• **What this task involves**
Switch each "annotate" in the records below to "mark", then write out all the records again with everything else unchanged and the pictures left out.

start

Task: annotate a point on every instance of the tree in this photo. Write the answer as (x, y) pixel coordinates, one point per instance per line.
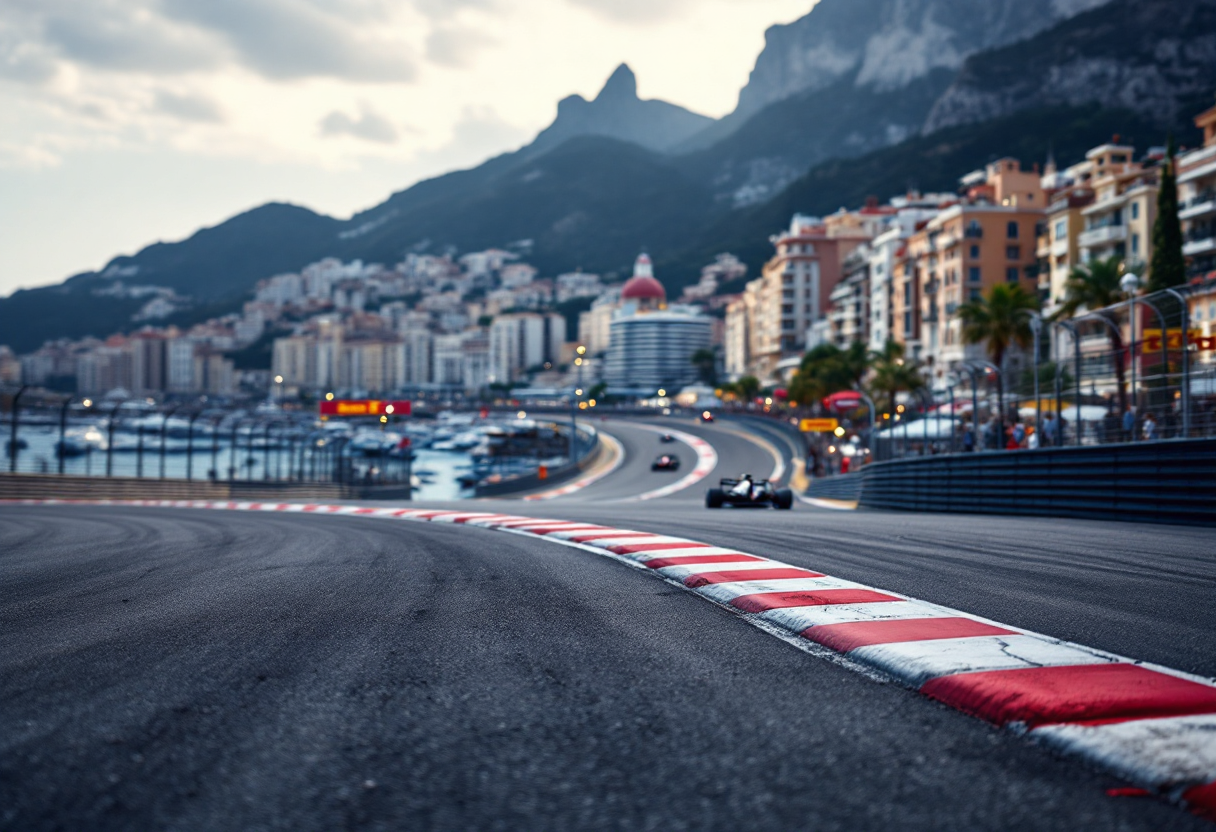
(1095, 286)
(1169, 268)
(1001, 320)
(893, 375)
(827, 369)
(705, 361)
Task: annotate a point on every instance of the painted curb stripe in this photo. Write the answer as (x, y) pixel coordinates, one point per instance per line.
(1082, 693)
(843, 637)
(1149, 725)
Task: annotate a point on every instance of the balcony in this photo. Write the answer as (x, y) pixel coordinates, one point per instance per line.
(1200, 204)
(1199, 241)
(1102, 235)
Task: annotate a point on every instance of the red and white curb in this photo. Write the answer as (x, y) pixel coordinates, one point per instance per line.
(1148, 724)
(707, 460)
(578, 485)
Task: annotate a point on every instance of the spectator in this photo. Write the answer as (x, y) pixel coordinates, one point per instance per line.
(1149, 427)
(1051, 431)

end

• **Solution to this problem**
Task: mark a point on every instance of the tree in this photo. Write the answer as (x, y) pixel coordinates, one point per instance per line.
(1095, 286)
(1169, 268)
(1001, 320)
(893, 375)
(827, 369)
(705, 361)
Task: mark a point on every instance of the painted curb stripe in this photo. Write the answer as (x, y) pixel coordinates, one point per instance per line.
(1082, 693)
(843, 637)
(1149, 725)
Task: mark a point on every instance of the balcony in this photo. Write the answer as (x, y) pixel coordinates, one point per instance per line.
(1200, 204)
(1199, 241)
(1102, 235)
Task: mark a point on every instance of the red and white curb in this photo. Write the answer as (x, y) pixel coordinates, one point per instance per line.
(1148, 724)
(707, 460)
(578, 485)
Task: mark a point on every instance of the spectator in this photo. Write the answer as (x, y) pixel coordinates, one point per instance per line.
(1149, 427)
(1051, 431)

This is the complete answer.